Your objective — Write out the entries once more, exactly as they appear.

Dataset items
--------------------------------
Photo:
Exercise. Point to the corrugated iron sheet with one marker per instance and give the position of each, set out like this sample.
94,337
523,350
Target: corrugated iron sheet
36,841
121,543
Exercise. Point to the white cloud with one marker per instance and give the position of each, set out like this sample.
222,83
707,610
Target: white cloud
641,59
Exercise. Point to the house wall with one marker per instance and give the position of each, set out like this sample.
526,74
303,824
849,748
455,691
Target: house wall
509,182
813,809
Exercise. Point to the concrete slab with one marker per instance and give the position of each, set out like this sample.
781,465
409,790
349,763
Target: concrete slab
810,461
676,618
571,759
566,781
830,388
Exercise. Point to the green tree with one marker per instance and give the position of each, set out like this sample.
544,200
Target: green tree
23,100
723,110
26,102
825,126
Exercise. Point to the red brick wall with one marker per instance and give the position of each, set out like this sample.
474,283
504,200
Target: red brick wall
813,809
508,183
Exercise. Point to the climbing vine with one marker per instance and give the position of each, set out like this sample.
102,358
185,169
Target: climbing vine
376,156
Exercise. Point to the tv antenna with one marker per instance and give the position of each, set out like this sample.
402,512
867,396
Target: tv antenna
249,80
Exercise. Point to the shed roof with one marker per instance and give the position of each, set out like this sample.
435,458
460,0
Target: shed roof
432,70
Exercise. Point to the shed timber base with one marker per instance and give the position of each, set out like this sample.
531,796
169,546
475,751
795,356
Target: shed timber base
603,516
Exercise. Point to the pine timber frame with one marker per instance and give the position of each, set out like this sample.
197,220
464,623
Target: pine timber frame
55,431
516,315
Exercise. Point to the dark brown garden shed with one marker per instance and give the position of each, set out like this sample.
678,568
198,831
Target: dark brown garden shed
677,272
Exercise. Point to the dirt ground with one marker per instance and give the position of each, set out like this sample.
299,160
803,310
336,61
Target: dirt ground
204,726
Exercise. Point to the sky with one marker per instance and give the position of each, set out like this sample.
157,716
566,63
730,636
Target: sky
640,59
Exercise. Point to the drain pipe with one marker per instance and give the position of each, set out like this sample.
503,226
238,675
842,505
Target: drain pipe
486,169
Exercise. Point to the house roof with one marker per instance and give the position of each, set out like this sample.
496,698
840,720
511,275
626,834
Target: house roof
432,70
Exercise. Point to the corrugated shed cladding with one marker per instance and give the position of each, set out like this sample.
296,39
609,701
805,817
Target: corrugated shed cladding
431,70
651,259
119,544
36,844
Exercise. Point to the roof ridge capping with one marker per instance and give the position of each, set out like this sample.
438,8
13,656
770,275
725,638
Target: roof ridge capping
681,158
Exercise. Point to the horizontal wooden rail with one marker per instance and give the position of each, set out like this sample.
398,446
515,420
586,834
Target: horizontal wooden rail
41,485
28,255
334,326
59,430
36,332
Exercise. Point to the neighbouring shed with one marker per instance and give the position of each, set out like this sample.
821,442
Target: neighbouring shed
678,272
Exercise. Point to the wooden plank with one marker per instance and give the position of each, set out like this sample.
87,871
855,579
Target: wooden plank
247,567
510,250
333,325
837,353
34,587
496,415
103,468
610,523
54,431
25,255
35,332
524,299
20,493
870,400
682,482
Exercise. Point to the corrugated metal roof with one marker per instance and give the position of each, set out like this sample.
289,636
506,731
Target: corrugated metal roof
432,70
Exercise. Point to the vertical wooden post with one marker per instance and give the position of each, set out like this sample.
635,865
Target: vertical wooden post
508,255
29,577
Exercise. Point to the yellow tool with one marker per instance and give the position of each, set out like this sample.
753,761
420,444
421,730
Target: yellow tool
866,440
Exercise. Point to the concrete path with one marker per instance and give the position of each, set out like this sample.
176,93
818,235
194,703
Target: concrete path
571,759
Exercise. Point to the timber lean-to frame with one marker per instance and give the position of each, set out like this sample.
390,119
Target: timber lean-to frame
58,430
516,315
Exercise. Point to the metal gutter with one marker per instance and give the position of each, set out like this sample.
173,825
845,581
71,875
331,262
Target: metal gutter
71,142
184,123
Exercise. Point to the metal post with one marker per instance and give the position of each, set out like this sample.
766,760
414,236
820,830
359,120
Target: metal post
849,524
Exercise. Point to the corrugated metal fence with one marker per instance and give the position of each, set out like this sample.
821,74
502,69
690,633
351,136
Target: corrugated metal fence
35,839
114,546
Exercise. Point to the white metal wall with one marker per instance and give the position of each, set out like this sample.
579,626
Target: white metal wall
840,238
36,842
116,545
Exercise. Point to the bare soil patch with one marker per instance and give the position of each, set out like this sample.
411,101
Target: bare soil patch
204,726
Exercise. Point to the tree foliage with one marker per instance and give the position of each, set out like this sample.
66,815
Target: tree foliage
--------------------------------
Answer for this exercise —
Photo:
Exercise. Point to the corrugated iron sheet with one marker per instance and give the position of each, set out like this sample.
94,337
523,350
Target: corrugated iron sheet
36,841
121,543
Exercise. Point to the white cloud with one marker per instance and give the position of each, set out like this sample.
222,83
707,610
Target: white cloud
641,59
Exercise. Point to the house wall with one marker per instance and give the position of each, set out like this sample.
526,74
303,824
849,748
455,691
Target: house wall
509,182
813,809
Exercise. Point to the concrete slab with one marker per instance and give the position of each, set out like this sample.
781,465
409,790
349,763
Target: concrete slab
810,461
676,618
571,759
566,781
830,388
Exercise. Point to the green tree with one marker per instance and give the position of each, set out like this sample.
544,200
Target: green tree
23,100
723,110
26,102
825,126
Exercise. Point to the red brick wall with one marker per instance and give the position of each, set out like this sample.
474,283
504,200
Target: red brick wall
813,809
508,183
Exercise. Point to the climbing vine with one marker per instance and give the position of each, set out like this sample.
102,358
185,169
Target: climbing vine
376,156
Exercise. Point to the tv antenna with one marker per instance and give the position of each, set out like this sample.
402,512
867,396
Target: tv antenna
249,80
Exercise. Point to the shed roof with one marker per instance and give the position of each, set out like this sample.
435,458
460,0
Target: shed roof
432,70
Exercise. Point to the shed timber base with one marker per instance and give the position of each, set out like this sample.
531,796
169,546
475,751
795,356
Target: shed timber base
603,516
Exercise. Point to the pine timber frame with one marker per instance and give the position of each, set out like this sample.
197,220
464,623
Target: pine timber frame
55,431
516,315
Exercise. Point to the dark brown garden shed with one marker per instance and give the position of each, set out like this sample.
678,568
198,831
Target: dark brown garden shed
677,272
Exercise. Point to the dirt ground with one marker per instance and give the position of each, set out like this sample.
299,160
803,310
336,61
Target: dirt ground
204,726
Exercise. Point to the sky with one marker per instance and give the position of each, set out like this sample.
157,716
566,63
730,636
Target: sky
640,59
Exercise. Point to the drain pipe with one marker per instance and give the position of each, set out like this sample.
503,226
238,675
842,505
Target: drain pipe
486,169
Exercise. Point to the house roof with one marker per instance and give the position of each, set out like this sample.
496,698
840,720
511,275
626,834
Target: house roof
432,70
Exercise. Point to the corrugated shed cladding with one marker per instance and give the position of each, set out like this sample.
296,39
609,701
805,817
Target: corrugated shed cladding
431,70
651,259
119,544
36,844
Exercise. Point to the roof ridge capping with one marker per instance and give the position of each, set out like this sample.
438,8
13,656
770,275
725,638
Target: roof ridge capping
681,158
Exercise. Point to the horizontal wooden rail with one marker per instance and give the position of each, set out like this sample.
398,446
515,420
586,834
Target: horizontal wooden rail
41,485
28,255
334,326
59,430
36,332
Exercise. Point to the neighbouring shed with one marker per instance and give the position of each, set out like this sample.
821,442
Target: neighbouring shed
678,272
Exercise. Point to the wooden plank with one marker per instance and give the position of each, set out like this sample.
87,871
855,579
Target: wooden plank
247,567
510,250
333,325
837,353
34,587
496,415
103,468
610,523
54,431
25,255
35,332
524,299
20,493
870,400
682,482
Exercise. Point to the corrugated metal roof with one marker per instance and give the position of each, set out like this sample.
289,636
506,731
Target: corrugated metal roof
432,70
Exercise. Point to the vertical wooden post with one marker per instance and give the position of each, set out like this sample.
635,865
Target: vertical wooden post
508,255
29,577
Exercise. Point to the yellow tool with one marker per instance and give the position of each, set out like this sample.
753,761
420,444
421,730
Target: yellow tool
866,440
Exercise. Point to the concrete path with one marker per instance and give the position of each, set out like this sample.
176,93
818,235
194,703
Target: concrete path
571,759
Exercise. Point to the timber lean-to frame with one marker per instance and give the position of each, set out like this sample.
390,119
Target: timber lean-to frame
58,430
516,315
Exercise. Point to the metal gutter with one marker per instance and give the position of each, set out like this sample.
173,825
845,581
71,875
331,262
Target: metal gutter
71,142
184,123
Exercise. Point to the metal post with one marker per instance and give the position of each, set out like this sample.
766,760
414,236
820,830
359,120
Target: metal post
849,524
Exercise. Point to the corrugated metal fence with one marker per instance and give the position of each, set out like this sample.
821,74
502,69
690,633
351,136
Target: corrugated metal fence
35,839
114,546
Exercise. Point to the white metal wall with one marker per instance and give the position of each, set out like this sample.
579,626
Target: white metal wall
840,238
36,842
116,545
Exercise. Point to the bare soil patch with one marker per instance and give the position of each, set out like this sample.
411,101
Target: bare soil patch
204,726
Exercise. Point to the tree foliage with one marker per instance and give the position of each, set out like this sample.
66,815
Target: tree foliage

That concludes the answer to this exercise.